▸ **WHAT THE EXERCISE ASKS**: Return, without anything added, the lines from the one containing "is: air traffic" through the end of the entries below, exactly as written.
:: DATASET EXTRACT ::
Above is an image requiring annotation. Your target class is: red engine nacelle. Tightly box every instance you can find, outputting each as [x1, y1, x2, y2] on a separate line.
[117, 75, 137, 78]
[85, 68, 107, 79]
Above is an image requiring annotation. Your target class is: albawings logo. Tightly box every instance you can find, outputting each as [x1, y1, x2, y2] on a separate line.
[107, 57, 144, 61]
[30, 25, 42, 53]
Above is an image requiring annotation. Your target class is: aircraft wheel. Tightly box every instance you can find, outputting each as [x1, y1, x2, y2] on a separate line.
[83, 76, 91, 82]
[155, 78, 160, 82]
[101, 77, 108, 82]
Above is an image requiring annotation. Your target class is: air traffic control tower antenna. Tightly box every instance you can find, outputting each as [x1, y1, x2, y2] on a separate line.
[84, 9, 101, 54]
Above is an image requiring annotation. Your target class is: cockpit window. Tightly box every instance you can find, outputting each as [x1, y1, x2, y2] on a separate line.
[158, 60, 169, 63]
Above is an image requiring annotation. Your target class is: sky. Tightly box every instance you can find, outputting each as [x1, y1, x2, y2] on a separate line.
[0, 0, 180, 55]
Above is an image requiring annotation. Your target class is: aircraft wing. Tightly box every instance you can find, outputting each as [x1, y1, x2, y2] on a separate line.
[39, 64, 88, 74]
:::
▸ **SOLUTION TO THIS EXERCISE**:
Above is an image requiring annotation. Your target class is: air traffic control tower antenna. Tightly box every instance you can find, outputting each as [x1, y1, x2, y2] on a separate line.
[84, 9, 101, 54]
Above is an image requiring annotation. Your target class is: cockpit window. Tightly box every instance you can find, outputting each as [x1, y1, x2, y2] on a separate line.
[158, 60, 169, 63]
Above is an image requiring annotation. Your target class is: sky. Tightly box every instance you can find, outputting each as [x1, y1, x2, y2] on a separate line.
[0, 0, 180, 55]
Above is an image requiring annotation. Your target class is: aircraft wing. Tightly box every instance you can find, outputting each as [x1, y1, x2, y2] on a separate line.
[39, 64, 88, 74]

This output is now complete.